— Begin RECORD EXCERPTS —

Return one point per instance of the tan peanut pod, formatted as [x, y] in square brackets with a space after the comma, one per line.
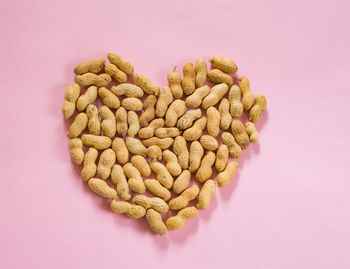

— End RECORD EXCERPTS —
— Begin RECORD EXCERPTS —

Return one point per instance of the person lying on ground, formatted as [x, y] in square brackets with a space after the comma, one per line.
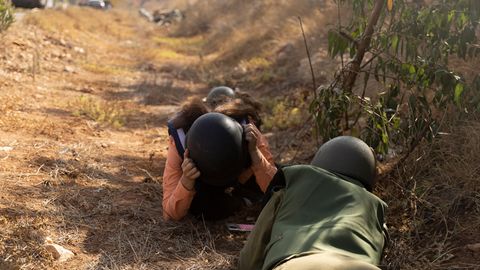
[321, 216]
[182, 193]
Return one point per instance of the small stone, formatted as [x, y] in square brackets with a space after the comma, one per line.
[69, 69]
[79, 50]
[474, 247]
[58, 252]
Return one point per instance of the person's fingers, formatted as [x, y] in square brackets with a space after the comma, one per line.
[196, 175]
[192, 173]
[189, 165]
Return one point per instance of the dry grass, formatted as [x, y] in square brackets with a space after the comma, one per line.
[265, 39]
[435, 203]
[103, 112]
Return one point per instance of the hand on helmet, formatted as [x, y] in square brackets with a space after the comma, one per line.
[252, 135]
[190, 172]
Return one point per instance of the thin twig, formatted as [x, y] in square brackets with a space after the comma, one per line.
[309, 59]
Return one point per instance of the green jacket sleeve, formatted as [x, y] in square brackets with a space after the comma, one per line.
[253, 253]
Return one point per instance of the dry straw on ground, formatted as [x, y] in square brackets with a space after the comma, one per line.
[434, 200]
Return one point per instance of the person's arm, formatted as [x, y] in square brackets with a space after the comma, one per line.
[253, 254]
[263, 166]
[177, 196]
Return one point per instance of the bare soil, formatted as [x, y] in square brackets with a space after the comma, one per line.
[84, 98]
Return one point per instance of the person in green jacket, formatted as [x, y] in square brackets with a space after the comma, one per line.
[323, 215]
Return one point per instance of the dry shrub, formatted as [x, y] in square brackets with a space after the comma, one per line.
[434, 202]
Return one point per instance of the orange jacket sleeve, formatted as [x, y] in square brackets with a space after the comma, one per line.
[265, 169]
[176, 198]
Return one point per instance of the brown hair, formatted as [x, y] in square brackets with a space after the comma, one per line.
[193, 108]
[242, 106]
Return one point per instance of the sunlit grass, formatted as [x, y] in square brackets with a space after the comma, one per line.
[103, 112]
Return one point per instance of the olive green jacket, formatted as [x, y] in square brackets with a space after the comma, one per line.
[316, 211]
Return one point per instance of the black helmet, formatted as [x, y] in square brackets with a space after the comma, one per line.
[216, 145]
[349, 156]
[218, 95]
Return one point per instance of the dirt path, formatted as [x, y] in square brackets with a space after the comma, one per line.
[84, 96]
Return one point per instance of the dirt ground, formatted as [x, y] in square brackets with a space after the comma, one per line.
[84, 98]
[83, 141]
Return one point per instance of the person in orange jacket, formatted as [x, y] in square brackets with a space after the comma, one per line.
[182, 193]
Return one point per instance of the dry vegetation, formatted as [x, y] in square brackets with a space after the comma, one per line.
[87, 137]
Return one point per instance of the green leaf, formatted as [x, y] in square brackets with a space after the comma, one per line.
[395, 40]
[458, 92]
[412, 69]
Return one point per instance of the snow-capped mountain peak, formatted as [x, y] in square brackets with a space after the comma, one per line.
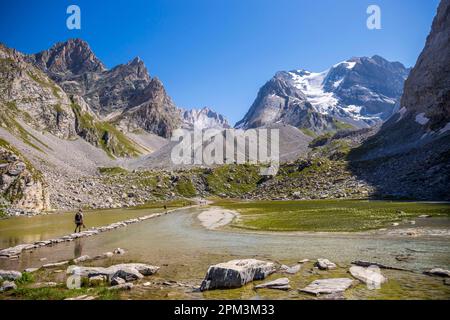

— End RECORD EXCERPTS —

• **TASK STATEMENT**: Please reproduce, word for word, the rows above between the lines holding "Return one point per instance of the dry vegetation, formatted" and "Return one point per instance of the snow-capped", inclusive.

• **FINAL RESULT**:
Return one point per instance of the dry vegetation, formatted as [x, y] in square brackets with a space after the comma, one per line.
[87, 137]
Return one point per instance of the green leaf, formatted as [x, y] in square brackets with a space after the comma, one per line.
[395, 40]
[458, 92]
[412, 69]
Return one point per instance of the snow-capped mountain peak, formatted as [x, y] in square brackets with a space after the comma, one per line.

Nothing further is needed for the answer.